▸ Written problem
Count the lines in the data below that contain the string "roof". Reply with the number only.

▸ Records provided

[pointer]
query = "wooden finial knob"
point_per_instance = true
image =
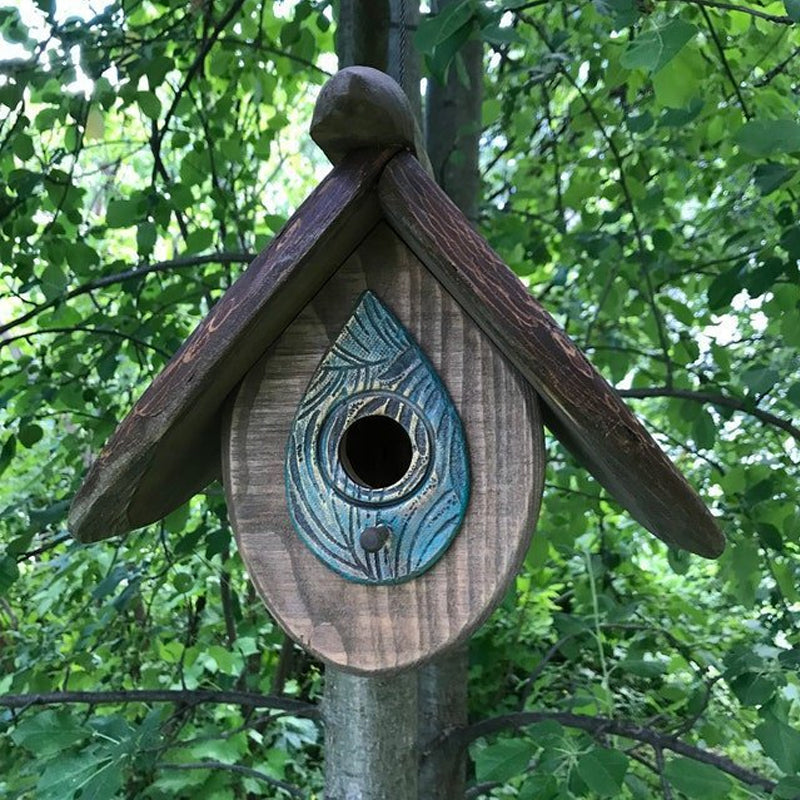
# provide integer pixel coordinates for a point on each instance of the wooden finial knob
==
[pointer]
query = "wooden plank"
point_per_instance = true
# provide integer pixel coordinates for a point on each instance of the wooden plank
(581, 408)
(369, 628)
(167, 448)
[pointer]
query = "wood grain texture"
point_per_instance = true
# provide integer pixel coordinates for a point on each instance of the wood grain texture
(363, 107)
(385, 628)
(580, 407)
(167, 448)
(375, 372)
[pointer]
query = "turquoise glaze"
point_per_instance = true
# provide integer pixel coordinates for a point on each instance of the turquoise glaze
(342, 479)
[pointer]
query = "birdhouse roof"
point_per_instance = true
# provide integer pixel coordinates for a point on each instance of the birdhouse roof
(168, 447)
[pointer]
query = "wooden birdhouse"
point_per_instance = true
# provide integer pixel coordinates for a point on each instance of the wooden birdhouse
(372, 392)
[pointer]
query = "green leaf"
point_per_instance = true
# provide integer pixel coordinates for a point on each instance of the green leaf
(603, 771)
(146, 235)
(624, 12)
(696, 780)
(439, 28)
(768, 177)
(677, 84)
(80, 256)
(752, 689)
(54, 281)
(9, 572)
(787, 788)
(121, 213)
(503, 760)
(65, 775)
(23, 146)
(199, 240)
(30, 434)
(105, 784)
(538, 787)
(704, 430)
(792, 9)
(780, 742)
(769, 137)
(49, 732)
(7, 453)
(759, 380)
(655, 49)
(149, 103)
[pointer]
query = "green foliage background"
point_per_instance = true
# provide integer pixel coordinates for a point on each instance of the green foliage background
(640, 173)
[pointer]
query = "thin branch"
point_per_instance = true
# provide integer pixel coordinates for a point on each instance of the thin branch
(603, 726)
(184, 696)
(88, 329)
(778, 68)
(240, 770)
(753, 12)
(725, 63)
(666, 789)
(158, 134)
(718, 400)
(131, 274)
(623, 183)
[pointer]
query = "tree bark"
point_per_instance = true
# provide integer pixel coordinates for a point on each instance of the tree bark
---
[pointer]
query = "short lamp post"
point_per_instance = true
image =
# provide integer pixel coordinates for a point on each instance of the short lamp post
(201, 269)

▸ Solved problem
2